-- Begin --

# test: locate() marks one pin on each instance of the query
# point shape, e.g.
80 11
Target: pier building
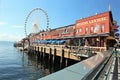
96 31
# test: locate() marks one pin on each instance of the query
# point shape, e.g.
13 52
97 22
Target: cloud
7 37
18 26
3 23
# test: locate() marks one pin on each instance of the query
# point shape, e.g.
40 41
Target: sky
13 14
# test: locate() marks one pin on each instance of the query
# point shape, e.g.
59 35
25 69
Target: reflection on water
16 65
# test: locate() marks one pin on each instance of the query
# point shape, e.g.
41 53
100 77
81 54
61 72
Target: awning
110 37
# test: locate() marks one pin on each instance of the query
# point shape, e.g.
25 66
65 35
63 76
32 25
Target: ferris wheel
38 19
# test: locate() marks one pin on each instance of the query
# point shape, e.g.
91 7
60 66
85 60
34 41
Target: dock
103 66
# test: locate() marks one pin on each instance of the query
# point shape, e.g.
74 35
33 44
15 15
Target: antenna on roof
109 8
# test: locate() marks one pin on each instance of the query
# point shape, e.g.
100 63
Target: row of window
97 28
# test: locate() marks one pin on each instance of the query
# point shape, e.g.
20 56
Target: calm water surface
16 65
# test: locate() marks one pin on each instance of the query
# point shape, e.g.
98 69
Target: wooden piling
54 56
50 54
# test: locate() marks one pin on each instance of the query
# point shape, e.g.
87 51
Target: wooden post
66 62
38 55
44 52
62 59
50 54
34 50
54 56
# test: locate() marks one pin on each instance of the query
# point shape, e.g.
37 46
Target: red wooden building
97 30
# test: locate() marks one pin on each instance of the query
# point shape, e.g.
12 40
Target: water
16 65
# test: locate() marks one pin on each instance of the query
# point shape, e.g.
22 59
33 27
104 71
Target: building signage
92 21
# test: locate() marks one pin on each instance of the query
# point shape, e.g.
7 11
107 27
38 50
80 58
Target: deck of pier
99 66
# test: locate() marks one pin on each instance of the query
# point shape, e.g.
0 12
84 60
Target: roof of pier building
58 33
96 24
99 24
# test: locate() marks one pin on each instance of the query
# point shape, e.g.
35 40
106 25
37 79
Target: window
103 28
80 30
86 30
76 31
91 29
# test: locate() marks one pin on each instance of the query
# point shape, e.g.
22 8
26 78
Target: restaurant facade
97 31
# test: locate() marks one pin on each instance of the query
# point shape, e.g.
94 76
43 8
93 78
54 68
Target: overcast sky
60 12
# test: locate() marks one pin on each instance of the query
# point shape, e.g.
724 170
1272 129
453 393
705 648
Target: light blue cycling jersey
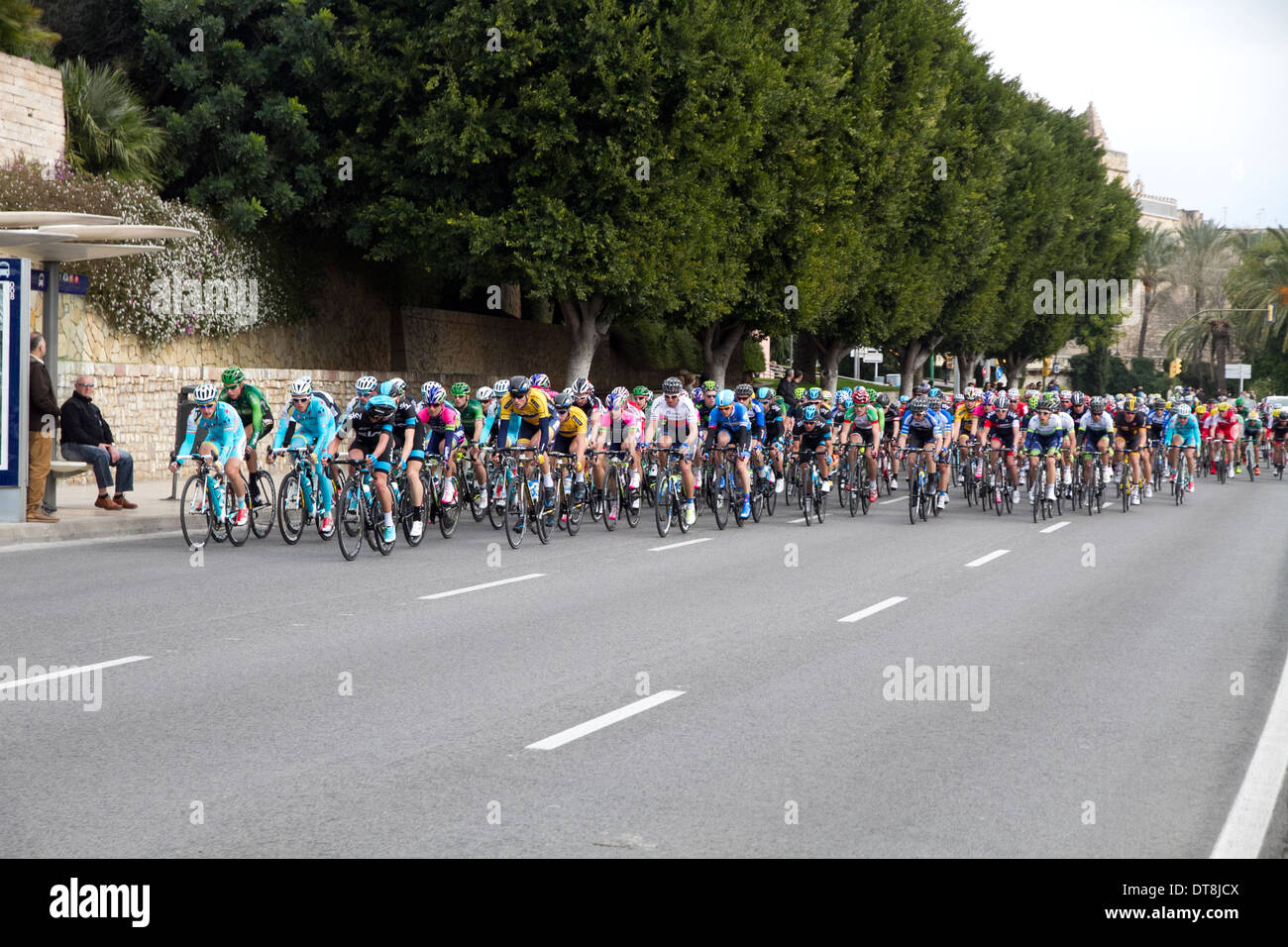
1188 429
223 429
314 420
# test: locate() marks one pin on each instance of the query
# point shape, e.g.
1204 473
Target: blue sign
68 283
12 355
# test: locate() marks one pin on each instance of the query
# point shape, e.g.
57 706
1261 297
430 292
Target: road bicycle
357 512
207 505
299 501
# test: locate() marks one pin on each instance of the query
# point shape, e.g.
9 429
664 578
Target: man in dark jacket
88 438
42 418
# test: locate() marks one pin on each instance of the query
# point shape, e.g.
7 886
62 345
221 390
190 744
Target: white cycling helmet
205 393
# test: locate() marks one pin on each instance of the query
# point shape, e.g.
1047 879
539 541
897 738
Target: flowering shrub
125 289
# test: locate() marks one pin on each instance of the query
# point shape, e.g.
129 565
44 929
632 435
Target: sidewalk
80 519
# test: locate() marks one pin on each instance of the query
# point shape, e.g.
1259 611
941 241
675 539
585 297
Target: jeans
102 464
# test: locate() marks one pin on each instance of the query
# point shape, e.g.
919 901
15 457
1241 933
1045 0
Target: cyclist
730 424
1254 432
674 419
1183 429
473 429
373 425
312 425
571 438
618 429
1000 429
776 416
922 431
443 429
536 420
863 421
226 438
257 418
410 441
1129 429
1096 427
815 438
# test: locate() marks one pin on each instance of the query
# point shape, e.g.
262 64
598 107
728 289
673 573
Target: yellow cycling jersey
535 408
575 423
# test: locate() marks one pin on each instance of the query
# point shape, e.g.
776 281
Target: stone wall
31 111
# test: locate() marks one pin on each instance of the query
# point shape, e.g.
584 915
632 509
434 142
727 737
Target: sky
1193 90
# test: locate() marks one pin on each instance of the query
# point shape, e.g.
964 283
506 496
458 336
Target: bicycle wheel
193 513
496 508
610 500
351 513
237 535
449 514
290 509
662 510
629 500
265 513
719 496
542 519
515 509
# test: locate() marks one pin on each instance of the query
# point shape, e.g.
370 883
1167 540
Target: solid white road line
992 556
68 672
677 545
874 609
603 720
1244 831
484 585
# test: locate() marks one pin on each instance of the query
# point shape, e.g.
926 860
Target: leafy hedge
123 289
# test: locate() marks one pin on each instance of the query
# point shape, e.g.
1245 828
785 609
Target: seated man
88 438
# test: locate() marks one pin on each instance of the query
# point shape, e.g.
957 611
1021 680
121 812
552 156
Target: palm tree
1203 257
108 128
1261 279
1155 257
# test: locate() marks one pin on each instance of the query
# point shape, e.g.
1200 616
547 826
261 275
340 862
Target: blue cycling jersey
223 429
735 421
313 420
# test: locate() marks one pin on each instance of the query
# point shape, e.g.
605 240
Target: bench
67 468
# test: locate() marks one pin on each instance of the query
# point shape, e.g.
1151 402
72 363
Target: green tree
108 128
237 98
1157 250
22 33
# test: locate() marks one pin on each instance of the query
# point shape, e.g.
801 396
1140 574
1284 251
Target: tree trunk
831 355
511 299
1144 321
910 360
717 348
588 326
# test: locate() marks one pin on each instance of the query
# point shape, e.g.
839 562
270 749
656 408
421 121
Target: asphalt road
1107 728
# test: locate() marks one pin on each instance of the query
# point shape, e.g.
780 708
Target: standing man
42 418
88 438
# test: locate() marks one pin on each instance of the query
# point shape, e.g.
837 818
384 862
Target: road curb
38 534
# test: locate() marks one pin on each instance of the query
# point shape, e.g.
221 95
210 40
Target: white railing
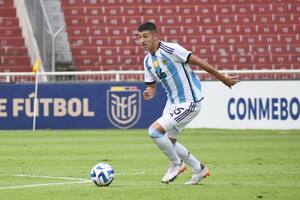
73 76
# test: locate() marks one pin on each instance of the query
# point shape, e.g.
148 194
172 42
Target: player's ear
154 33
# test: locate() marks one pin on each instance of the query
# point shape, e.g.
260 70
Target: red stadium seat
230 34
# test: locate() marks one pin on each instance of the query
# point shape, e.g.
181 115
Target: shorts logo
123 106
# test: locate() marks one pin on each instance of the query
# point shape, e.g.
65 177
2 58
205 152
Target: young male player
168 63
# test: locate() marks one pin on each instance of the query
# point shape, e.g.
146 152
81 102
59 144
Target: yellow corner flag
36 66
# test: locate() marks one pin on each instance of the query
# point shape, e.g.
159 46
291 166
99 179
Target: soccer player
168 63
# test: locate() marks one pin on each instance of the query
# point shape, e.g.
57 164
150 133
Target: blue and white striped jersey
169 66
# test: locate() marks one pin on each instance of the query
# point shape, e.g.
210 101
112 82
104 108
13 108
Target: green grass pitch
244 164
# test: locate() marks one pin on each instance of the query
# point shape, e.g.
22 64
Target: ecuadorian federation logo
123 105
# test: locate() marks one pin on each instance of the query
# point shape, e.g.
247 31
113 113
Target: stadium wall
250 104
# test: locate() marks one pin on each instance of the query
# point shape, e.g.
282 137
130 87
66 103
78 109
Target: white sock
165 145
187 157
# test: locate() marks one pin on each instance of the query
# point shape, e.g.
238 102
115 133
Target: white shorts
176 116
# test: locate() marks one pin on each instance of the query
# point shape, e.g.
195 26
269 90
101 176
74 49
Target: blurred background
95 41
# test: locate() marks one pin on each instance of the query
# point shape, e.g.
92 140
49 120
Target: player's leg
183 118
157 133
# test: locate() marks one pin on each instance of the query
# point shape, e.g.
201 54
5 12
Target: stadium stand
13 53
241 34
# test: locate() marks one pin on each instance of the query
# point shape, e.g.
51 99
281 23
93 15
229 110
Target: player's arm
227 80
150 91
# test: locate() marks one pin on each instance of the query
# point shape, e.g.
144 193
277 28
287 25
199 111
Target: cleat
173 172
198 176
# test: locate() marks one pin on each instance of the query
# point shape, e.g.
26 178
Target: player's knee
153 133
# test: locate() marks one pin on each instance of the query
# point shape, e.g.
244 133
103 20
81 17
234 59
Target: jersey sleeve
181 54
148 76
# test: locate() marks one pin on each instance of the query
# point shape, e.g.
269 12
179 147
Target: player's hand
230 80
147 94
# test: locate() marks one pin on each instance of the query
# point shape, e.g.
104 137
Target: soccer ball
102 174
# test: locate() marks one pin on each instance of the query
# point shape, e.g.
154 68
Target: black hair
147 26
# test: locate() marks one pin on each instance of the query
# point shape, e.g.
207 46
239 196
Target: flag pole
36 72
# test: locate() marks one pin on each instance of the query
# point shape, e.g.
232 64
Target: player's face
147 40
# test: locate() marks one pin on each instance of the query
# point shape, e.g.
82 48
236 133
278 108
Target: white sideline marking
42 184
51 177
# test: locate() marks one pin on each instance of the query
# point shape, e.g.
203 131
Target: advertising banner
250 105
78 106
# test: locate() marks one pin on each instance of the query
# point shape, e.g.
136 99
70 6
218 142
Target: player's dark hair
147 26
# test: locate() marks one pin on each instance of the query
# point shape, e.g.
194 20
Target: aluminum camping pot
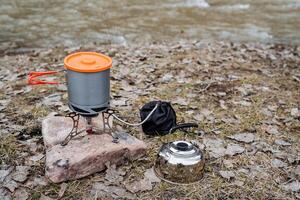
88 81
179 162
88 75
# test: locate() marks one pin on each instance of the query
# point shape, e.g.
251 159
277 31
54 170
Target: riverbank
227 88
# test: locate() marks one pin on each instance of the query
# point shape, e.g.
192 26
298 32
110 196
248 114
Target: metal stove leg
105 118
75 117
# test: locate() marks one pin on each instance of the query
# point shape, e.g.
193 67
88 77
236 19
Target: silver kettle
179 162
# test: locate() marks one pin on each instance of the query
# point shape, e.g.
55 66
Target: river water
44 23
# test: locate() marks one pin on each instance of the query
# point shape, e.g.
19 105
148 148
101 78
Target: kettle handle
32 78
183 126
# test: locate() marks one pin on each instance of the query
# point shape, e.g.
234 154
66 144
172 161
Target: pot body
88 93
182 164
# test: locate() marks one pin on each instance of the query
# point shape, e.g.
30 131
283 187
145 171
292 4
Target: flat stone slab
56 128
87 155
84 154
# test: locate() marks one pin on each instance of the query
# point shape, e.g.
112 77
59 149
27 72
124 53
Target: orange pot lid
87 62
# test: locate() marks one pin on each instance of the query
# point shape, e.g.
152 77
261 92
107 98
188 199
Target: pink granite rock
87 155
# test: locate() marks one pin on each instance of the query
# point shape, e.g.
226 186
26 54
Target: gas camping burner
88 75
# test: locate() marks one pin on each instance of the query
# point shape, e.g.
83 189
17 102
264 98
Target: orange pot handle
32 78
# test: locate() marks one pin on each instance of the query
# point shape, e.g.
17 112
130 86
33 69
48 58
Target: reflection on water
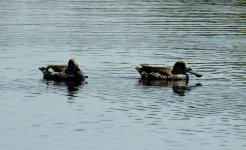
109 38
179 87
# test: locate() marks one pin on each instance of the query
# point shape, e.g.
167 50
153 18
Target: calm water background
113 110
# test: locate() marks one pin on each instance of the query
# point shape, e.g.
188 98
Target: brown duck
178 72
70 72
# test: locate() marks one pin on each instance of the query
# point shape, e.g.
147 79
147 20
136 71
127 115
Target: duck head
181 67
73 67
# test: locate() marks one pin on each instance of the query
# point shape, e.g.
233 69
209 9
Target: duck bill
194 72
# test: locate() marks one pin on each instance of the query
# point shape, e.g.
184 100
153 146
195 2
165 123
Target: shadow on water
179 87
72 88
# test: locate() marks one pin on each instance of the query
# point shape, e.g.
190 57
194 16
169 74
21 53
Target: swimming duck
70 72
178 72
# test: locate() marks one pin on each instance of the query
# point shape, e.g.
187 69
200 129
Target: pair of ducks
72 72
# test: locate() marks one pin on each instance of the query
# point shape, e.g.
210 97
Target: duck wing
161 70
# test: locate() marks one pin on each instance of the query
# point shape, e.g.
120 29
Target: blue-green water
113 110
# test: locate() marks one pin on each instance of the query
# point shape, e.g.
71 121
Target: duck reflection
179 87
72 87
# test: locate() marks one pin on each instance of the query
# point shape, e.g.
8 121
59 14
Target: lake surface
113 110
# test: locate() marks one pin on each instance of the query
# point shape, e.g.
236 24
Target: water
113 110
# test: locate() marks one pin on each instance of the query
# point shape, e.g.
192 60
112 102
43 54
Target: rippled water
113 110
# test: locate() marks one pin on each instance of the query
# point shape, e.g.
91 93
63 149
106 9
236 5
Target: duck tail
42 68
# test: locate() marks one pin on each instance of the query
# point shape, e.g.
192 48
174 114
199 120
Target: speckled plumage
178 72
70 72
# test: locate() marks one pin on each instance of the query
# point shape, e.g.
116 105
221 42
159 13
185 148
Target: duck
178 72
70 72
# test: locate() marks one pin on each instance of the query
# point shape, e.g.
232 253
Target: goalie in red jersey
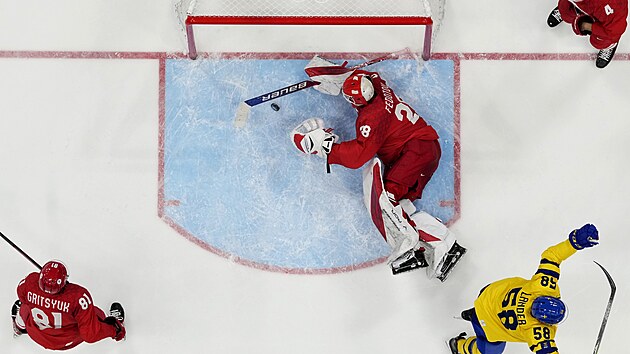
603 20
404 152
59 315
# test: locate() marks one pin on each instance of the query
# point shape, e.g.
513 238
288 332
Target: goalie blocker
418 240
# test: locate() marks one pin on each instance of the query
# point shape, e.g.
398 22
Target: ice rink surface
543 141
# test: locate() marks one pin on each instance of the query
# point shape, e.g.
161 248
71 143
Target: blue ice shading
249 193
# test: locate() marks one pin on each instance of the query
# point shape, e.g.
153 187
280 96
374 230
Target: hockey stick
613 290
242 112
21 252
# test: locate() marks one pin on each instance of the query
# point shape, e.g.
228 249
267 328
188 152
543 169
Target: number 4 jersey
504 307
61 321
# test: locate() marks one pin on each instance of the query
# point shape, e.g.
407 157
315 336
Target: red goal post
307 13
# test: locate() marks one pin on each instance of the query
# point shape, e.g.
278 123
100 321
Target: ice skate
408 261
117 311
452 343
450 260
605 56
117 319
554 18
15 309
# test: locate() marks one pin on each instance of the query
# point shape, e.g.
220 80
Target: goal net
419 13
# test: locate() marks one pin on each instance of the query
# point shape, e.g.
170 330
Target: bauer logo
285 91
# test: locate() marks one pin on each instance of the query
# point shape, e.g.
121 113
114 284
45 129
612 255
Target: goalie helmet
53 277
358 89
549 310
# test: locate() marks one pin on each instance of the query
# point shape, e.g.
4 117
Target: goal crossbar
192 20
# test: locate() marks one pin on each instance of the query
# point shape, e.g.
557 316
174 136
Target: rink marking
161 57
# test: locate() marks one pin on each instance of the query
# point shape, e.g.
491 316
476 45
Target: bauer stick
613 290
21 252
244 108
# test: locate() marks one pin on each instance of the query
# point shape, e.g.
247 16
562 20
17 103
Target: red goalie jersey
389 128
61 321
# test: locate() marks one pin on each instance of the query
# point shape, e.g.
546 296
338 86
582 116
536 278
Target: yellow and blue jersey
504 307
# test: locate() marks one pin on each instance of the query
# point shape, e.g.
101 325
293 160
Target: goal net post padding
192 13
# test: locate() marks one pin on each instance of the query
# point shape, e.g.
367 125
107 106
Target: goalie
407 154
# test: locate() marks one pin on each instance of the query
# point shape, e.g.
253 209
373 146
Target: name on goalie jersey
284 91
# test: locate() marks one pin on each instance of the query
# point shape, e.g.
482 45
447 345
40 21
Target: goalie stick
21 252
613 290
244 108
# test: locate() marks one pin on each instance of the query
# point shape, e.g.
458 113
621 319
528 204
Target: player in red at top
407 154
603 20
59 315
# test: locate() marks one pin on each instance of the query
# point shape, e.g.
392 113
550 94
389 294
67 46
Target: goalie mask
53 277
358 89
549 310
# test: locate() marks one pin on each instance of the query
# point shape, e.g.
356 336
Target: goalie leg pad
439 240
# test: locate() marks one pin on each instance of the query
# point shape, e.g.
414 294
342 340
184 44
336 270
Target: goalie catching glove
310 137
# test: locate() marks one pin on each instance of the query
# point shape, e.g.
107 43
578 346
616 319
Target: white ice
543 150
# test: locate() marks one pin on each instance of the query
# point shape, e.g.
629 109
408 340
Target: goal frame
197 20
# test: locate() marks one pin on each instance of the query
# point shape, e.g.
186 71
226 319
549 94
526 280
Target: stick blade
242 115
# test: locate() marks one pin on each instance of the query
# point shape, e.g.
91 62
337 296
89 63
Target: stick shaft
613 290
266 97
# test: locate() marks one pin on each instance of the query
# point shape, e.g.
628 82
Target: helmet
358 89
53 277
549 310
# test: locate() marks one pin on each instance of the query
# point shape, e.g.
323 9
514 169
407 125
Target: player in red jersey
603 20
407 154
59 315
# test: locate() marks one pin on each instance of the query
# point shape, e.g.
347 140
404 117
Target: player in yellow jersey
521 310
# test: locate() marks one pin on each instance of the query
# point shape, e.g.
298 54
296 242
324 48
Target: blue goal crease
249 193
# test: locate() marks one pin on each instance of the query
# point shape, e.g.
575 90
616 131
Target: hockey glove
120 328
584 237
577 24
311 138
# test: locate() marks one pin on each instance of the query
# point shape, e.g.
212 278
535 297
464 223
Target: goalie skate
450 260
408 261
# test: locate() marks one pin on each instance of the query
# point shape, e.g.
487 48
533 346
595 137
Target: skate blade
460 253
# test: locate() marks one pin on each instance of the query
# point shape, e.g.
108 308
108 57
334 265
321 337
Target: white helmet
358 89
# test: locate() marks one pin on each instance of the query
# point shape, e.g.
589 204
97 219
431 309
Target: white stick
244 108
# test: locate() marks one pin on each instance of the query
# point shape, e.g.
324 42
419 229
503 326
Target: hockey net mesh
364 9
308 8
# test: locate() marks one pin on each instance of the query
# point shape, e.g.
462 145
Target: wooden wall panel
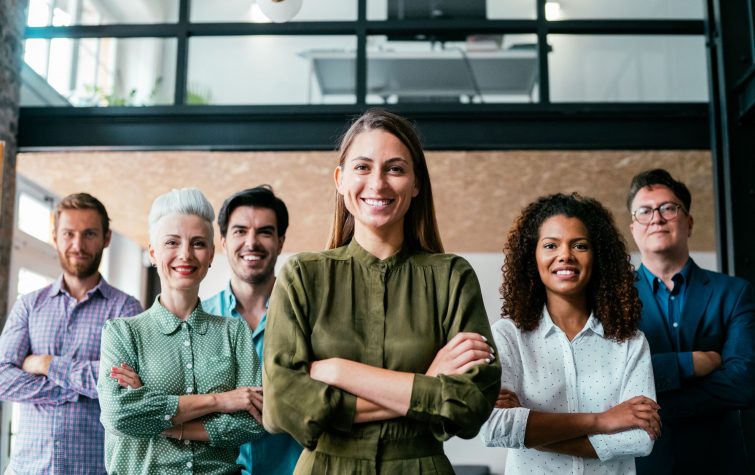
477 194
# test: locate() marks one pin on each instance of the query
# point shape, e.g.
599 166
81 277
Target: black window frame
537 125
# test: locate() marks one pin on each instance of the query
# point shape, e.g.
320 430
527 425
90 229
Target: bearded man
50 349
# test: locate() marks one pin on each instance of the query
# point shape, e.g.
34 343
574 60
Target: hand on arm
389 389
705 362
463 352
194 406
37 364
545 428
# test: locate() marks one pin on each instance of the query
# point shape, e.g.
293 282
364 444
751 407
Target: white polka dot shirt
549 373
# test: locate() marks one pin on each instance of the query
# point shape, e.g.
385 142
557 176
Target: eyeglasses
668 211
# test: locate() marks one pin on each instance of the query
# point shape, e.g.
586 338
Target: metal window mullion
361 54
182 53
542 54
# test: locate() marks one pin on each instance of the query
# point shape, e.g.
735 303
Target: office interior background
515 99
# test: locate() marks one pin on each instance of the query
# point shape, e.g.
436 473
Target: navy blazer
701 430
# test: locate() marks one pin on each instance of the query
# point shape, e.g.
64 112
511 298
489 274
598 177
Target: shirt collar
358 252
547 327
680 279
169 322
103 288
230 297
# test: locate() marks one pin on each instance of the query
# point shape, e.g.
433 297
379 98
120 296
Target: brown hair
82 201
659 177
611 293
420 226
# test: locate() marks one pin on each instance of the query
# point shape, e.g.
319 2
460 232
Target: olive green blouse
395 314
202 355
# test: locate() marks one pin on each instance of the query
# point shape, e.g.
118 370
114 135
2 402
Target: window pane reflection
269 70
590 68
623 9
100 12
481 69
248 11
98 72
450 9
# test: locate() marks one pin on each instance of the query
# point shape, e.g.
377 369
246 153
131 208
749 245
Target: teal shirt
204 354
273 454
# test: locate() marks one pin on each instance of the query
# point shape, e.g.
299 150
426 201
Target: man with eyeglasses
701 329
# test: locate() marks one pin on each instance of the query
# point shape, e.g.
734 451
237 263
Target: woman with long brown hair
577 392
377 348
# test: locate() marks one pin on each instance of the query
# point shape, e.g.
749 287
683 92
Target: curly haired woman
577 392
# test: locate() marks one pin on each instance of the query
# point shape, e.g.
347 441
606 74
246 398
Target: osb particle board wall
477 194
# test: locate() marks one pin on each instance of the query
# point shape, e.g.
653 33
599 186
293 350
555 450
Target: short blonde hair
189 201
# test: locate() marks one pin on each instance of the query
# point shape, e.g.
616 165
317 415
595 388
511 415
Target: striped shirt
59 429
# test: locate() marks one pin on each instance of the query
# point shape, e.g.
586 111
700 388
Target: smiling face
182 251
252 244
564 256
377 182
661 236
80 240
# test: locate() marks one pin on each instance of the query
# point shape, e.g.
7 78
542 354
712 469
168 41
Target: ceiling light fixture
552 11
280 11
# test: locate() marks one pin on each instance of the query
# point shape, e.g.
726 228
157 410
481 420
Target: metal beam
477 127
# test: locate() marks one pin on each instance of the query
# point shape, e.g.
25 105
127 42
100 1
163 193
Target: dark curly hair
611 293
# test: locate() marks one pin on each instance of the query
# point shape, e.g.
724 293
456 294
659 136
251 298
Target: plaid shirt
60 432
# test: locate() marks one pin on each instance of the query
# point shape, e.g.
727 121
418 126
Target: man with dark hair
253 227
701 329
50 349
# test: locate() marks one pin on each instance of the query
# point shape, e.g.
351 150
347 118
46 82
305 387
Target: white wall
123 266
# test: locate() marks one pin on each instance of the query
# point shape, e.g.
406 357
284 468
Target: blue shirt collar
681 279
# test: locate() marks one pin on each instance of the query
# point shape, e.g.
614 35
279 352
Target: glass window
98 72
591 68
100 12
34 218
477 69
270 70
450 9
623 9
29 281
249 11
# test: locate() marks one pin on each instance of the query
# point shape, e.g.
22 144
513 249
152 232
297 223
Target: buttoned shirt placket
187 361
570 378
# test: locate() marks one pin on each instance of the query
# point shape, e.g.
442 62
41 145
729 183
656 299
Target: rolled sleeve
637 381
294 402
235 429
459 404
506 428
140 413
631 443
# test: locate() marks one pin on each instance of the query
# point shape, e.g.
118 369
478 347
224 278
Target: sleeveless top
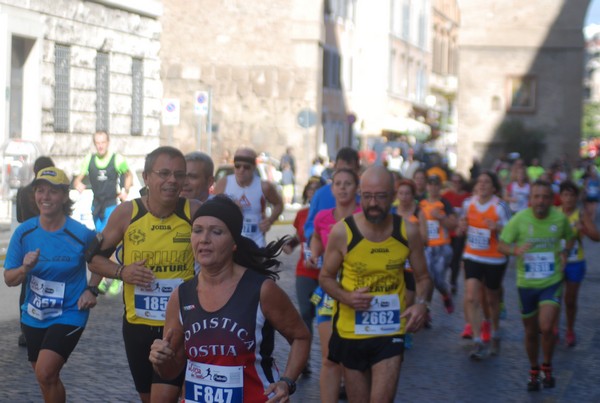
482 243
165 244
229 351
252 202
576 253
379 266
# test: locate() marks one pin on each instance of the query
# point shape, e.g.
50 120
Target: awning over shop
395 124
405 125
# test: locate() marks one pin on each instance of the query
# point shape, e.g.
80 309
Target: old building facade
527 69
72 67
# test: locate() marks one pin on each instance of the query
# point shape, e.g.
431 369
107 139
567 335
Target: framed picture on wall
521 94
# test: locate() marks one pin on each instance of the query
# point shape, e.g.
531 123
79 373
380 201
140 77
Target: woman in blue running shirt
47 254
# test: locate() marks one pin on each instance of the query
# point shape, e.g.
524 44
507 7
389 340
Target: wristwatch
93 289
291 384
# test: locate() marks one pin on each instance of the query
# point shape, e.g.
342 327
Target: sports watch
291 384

-- End --

State only the number of lines above that contain the string "helmet", treating uppercase and lowercase letters as distinct.

> _TASK RESPONSE_:
4